» What this exercise asks:
A – How would you say this sentence from the YOLOv5 tutorial below in Spanish: "The YOLO family of object detection models grows ever stronger with the introduction of YOLOv5 by Ultralytics."?
B – Does each statement agree with the YOLOv5 tutorial below? Answer yes or no for each and quote the deciding words. (i) One of the listed steps is exporting saved YOLOv5 weights for later inference. (ii) The authors expected EfficientDet to eclipse the YOLO family and turned out to be right. (iii) The tutorial works only with the public dataset it uses.

The YOLO family of object detection models grows ever stronger with the introduction of YOLOv5 by Ultralytics. In this post, we will walk through how you can train YOLOv5 to recognize your custom objects for your custom use case.

Man riding a bicycle past a car in a driveway with an umbrella in the background.
YOLOv5 inferencing live on video with COCO weights - let's see how to move to custom YOLOv5 weights!

Many thanks to Ultralytics for putting this repository together - we believe that in combination with clean data management tools, this technology will become easily accessible to any developer wishing to deploy computer vision projects in their projects.

We use a public blood cell detection dataset, which you can export yourself. You can also use this tutorial on your own custom data.

To train our detector we take the following steps:

  • Install YOLOv5 dependencies
  • Download Custom YOLOv5 Object Detection Data
  • Define YOLOv5 Model Configuration and Architecture
  • Train a custom YOLOv5 Detector
  • Evaluate YOLOv5 performance
  • Visualize YOLOv5 training data
  • Run YOLOv5 Inference on test images
  • Export Saved YOLOv5 Weights for Future Inference

YOLOv5: What's New?

Only two months ago, we were very excited about the introduction of EfficientDet by Google Brain and wrote some blog posts breaking down EfficientDet. We thought this model might eclipse the YOLO family for prominence in the realtime object detection space - we were wrong.

» Data records:
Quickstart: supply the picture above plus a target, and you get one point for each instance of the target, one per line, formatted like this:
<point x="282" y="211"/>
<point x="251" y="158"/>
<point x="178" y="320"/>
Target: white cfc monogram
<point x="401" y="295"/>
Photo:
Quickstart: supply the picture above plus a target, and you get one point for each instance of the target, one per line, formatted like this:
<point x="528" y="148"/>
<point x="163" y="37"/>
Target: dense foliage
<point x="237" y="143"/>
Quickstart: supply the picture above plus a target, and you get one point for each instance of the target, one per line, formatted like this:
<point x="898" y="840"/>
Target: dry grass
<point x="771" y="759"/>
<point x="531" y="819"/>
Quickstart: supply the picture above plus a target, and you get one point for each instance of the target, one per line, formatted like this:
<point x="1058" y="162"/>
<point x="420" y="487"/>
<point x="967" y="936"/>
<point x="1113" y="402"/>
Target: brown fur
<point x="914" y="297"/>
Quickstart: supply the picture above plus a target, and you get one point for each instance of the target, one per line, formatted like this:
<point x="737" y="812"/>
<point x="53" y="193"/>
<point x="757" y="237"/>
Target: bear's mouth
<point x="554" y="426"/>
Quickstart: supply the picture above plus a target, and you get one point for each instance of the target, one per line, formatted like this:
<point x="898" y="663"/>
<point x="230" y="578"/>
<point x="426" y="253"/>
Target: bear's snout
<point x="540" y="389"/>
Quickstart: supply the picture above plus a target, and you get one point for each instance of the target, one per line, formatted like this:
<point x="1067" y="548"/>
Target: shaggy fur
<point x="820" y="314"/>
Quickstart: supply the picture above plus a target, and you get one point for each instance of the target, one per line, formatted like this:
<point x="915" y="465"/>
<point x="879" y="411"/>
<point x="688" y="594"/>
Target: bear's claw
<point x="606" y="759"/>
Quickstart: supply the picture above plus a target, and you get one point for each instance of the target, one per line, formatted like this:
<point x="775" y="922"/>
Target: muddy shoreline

» Results:
A – La familia YOLO de modelos de detección de objetos se vuelve cada vez más potente con la llegada de YOLOv5, de Ultralytics.

B –
(i) Yes: "Export Saved YOLOv5 Weights for Future Inference"
(ii) No: "we were wrong"
(iii) No: "You can also use this tutorial on your own custom data."